• Set problem: Express the lines below as a numbered list, omitting any blank ones.

===== Recorded data =====

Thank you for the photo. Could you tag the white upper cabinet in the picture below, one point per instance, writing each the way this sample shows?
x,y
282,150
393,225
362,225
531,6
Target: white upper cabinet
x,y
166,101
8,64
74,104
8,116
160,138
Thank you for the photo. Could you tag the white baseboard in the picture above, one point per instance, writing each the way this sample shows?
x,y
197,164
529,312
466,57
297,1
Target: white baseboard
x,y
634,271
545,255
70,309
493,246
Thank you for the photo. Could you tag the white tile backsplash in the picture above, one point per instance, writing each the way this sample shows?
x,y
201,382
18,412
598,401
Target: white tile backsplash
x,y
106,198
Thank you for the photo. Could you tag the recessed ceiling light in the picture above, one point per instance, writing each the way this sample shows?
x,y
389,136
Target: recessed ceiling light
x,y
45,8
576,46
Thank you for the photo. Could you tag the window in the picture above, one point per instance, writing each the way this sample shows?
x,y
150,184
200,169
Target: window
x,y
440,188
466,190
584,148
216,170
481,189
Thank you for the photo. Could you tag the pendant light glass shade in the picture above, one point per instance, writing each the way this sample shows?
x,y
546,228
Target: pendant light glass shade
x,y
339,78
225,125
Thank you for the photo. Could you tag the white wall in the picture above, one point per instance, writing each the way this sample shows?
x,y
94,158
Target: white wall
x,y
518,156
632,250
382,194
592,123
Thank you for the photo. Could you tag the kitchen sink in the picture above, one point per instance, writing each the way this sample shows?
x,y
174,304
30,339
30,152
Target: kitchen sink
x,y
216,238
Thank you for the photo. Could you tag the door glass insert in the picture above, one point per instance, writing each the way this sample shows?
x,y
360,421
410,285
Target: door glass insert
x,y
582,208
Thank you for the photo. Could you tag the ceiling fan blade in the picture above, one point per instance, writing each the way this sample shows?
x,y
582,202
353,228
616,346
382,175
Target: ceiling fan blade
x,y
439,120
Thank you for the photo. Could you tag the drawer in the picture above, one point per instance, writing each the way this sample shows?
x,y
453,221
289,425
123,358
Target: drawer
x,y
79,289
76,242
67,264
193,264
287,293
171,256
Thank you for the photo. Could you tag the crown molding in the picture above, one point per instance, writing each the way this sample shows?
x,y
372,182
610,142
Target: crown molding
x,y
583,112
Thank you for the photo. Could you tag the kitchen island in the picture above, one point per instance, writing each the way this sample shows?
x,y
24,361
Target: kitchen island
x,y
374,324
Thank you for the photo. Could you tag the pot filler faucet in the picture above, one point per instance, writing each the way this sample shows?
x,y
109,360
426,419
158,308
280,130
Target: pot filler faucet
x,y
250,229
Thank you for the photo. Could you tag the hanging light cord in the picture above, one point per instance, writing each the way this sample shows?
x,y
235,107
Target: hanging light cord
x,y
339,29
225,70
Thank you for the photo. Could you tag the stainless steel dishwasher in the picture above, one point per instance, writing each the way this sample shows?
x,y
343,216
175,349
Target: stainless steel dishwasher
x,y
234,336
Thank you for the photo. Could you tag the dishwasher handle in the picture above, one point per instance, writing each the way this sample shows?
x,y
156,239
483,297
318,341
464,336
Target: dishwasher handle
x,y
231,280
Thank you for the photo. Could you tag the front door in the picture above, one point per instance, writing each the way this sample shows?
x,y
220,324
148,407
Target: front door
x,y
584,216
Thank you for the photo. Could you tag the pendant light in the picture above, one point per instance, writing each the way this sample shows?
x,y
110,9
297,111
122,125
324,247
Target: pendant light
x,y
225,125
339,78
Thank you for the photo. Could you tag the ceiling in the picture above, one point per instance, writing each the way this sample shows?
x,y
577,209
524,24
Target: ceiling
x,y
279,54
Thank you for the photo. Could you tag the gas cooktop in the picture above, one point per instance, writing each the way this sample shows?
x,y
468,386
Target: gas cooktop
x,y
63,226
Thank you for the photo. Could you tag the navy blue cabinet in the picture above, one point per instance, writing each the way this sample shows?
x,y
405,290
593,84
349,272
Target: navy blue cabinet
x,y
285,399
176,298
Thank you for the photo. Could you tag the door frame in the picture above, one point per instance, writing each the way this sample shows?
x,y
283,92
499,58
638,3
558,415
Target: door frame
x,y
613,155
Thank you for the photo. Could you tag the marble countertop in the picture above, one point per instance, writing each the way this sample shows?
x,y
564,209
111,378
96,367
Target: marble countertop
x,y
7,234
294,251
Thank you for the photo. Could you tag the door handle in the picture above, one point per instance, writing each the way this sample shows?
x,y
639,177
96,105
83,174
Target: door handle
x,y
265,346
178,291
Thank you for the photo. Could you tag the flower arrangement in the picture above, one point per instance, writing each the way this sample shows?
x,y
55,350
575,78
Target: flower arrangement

=====

• Written answer:
1. Thank you for the photo. Could you tag the white upper cabinet in the picture below, one point per instance, writing each the way this sample shows?
2. x,y
3. 282,150
4. 393,225
5. 362,225
6. 531,6
7. Target: white upper cabinet
8. x,y
9. 166,101
10. 8,64
11. 74,104
12. 8,116
13. 160,138
14. Thank you for the photo. Could you tag the white baseboard in the picture above, one point per instance, writing each the way this sample shows?
15. x,y
16. 197,164
17. 529,312
18. 466,57
19. 297,1
20. Target: white baseboard
21. x,y
22. 634,271
23. 545,255
24. 70,309
25. 493,246
26. Thank you for the photo. Could you tag the white tile backsplash in the picture above, one point per instance, writing each the way this sample shows?
27. x,y
28. 201,382
29. 18,412
30. 598,401
31. Target: white tile backsplash
32. x,y
33. 106,198
34. Thank you for the photo. Could you tag the recessed ceiling light in the picture above, one point per instance, writing each the way this sample shows?
35. x,y
36. 389,136
37. Target: recessed ceiling light
38. x,y
39. 45,8
40. 576,46
41. Thank you for the photo. Could you tag the window in the picture above, one point per instance, writing each the way this sample shows?
42. x,y
43. 150,184
44. 200,169
45. Target: window
46. x,y
47. 440,188
48. 466,190
49. 584,148
50. 216,170
51. 481,189
52. Thank you for the photo. Could you tag the pendant light glass shade in the picture above, one point per instance, writing each the way this sample shows?
53. x,y
54. 546,228
55. Target: pendant light glass shade
56. x,y
57. 339,78
58. 225,125
59. Thank you for the photo. Could you tag the white wall in the picture above, one point per instance, writing each the way this sample shows?
60. x,y
61. 94,158
62. Target: white wall
63. x,y
64. 518,156
65. 632,250
66. 382,194
67. 592,123
68. Thank you for the photo. Could you tag the kitchen sink in the picture above, one point per instance, writing each the way this sample shows?
69. x,y
70. 174,304
71. 30,339
72. 30,152
73. Target: kitchen sink
74. x,y
75. 216,238
76. Thank you for the photo. Could you tag the door glass insert in the picture above, one point per instance, writing each the way this sample shows?
77. x,y
78. 360,421
79. 410,285
80. Target: door glass insert
81. x,y
82. 582,208
83. Thank you for the photo. Could you tag the ceiling fan blade in the picture above, one point per instance, writing each the way this sample shows?
84. x,y
85. 582,202
86. 353,228
87. 616,346
88. 382,175
89. Target: ceiling fan blade
90. x,y
91. 439,120
92. Thank you for the photo. Could you tag the drawer in the picture above, one point per instance, writing each the way this sample shows?
93. x,y
94. 453,221
95. 289,425
96. 123,358
97. Target: drawer
98. x,y
99. 79,289
100. 76,242
101. 67,264
102. 193,264
103. 287,293
104. 171,256
105. Thank you for the photo. Could you tag the crown molding in the picture above, one point per instance, writing each the way this sample shows?
106. x,y
107. 372,182
108. 610,142
109. Target: crown molding
110. x,y
111. 583,112
112. Thank you for the photo. Could you tag the kitchen island in the picture above, one point per instance, writing each the way this sample shows?
113. x,y
114. 24,361
115. Target: kitchen island
116. x,y
117. 374,324
118. Thank you for the photo. Could you tag the pot filler faucet in the picture above, one point per instance, writing each the way this sample shows?
119. x,y
120. 109,360
121. 426,419
122. 158,308
123. 280,130
124. Target: pot filler faucet
125. x,y
126. 250,229
127. Thank you for the photo. Could you tag the hanging light cord in the picture above, one point per instance, writing each the way this sample shows?
128. x,y
129. 235,107
130. Target: hanging light cord
131. x,y
132. 339,29
133. 225,70
134. Thank you for the photo. Could you tag the stainless steel dishwasher in the picture above, one point per instance, writing each the way this sample shows?
135. x,y
136. 343,216
137. 175,349
138. Target: stainless steel dishwasher
139. x,y
140. 234,336
141. Thank you for the photo. Could you tag the dishwasher handle in the picture above, one point per instance, writing each the way this sample shows?
142. x,y
143. 156,239
144. 483,297
145. 318,341
146. 464,336
147. Target: dishwasher handle
148. x,y
149. 231,280
150. Thank you for the photo. Could you tag the front door in the picture above, one point per instance, writing each the way this sample shows?
151. x,y
152. 220,324
153. 148,407
154. Target: front door
155. x,y
156. 584,216
157. Thank you for the photo. Could you tag the pendant light in the picture above, one point per instance, writing each the way this sample shows?
158. x,y
159. 110,9
160. 297,111
161. 122,125
162. 324,247
163. Target: pendant light
164. x,y
165. 225,125
166. 339,78
167. Thank you for the photo. Could you tag the ceiling in the picture above, one point per instance, writing each the way this sample shows?
168. x,y
169. 577,209
170. 524,24
171. Target: ceiling
172. x,y
173. 279,54
174. Thank you for the photo. Could you tag the gas cooktop in the picture above, one point per instance, writing each the way this sample shows?
175. x,y
176. 468,386
177. Target: gas cooktop
178. x,y
179. 63,226
180. Thank you for the photo. Could you tag the navy blue cabinet in the picture above, one point per instance, writing each the way this sample shows?
181. x,y
182. 405,290
183. 593,84
184. 349,272
185. Target: navy blue cabinet
186. x,y
187. 285,399
188. 176,298
189. Thank you for the photo. Could you tag the door frame in the picture above, one point per instance, writing each the way this sample shows?
190. x,y
191. 283,92
192. 499,58
193. 638,3
194. 558,415
195. Target: door frame
196. x,y
197. 613,155
198. Thank you for the photo. Could you tag the marble countertop in the picture above, one point per instance, writing each the way this sample shows?
199. x,y
200. 564,209
201. 111,378
202. 96,367
203. Target: marble countertop
204. x,y
205. 7,234
206. 294,251
207. Thank you for the photo. Could you tag the door handle in the picture above, one point per instance, writing each the way this sample shows?
208. x,y
209. 639,177
210. 96,105
211. 83,174
212. Target: door handle
213. x,y
214. 265,346
215. 178,291
216. Thank you for the photo. Could you tag the flower arrangement in the picture above, one point per instance, writing each the way this sample shows?
217. x,y
218. 55,350
219. 575,78
220. Target: flower arrangement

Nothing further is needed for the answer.